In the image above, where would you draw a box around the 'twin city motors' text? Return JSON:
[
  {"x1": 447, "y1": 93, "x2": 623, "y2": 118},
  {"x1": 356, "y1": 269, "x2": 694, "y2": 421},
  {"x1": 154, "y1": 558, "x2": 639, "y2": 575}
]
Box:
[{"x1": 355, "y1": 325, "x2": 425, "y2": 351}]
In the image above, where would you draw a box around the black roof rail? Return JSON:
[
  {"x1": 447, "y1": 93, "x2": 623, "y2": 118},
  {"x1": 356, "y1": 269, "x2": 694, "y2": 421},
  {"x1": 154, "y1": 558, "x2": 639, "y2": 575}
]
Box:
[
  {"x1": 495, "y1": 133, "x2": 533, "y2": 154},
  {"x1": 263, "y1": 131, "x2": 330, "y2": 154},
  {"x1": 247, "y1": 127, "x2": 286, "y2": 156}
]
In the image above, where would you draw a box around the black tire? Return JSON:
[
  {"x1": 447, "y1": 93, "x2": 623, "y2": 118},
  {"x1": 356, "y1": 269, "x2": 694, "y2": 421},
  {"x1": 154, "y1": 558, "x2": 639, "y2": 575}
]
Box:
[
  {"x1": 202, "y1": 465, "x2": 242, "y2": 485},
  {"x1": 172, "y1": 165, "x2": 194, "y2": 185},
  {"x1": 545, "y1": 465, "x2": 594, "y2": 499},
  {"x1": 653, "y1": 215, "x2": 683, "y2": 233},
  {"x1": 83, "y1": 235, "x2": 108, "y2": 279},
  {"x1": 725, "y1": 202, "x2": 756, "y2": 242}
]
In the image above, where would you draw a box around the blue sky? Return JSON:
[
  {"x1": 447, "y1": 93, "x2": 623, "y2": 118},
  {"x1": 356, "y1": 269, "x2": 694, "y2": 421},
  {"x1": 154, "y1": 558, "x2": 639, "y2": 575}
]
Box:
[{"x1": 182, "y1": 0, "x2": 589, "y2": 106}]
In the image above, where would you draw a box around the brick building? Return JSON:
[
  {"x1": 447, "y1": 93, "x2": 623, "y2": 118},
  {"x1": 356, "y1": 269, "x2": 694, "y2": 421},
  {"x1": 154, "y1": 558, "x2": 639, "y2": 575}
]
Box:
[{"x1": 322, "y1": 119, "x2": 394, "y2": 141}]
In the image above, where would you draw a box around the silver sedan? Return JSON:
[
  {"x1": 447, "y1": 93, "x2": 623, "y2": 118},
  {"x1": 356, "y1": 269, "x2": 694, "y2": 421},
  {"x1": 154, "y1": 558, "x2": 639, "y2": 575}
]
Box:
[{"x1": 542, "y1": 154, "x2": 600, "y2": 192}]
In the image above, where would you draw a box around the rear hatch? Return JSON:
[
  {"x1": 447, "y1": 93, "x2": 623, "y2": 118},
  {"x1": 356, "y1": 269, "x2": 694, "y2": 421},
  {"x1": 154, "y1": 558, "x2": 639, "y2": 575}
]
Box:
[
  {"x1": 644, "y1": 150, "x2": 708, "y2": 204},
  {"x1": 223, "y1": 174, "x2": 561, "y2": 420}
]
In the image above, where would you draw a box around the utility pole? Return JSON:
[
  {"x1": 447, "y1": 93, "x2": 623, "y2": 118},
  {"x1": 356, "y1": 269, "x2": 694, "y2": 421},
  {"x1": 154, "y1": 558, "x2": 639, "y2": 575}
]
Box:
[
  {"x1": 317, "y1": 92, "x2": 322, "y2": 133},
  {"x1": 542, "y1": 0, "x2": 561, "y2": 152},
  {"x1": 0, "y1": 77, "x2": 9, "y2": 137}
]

Task goal
Show each line of the rows above that contains the word "would", copying every such line in full. Case counts.

Worked solution
In the image above, where would you draw a box around the 'twin city motors' text? Return JSON:
In the image above, where would you draw a box around the black roof rail? Return JSON:
In the image above, where would you draw a box around the black tire? Return JSON:
In the image above, where would you draw a box around the blue sky? Return JSON:
In the image above, where would you draw a box around the brick building? Return JSON:
In the image above, where would you draw a box around the silver sedan? Return JSON:
In the image above, where would you draw a box around the rear hatch? Return JSON:
In the image above, where would you draw a box around the utility pole? Return JSON:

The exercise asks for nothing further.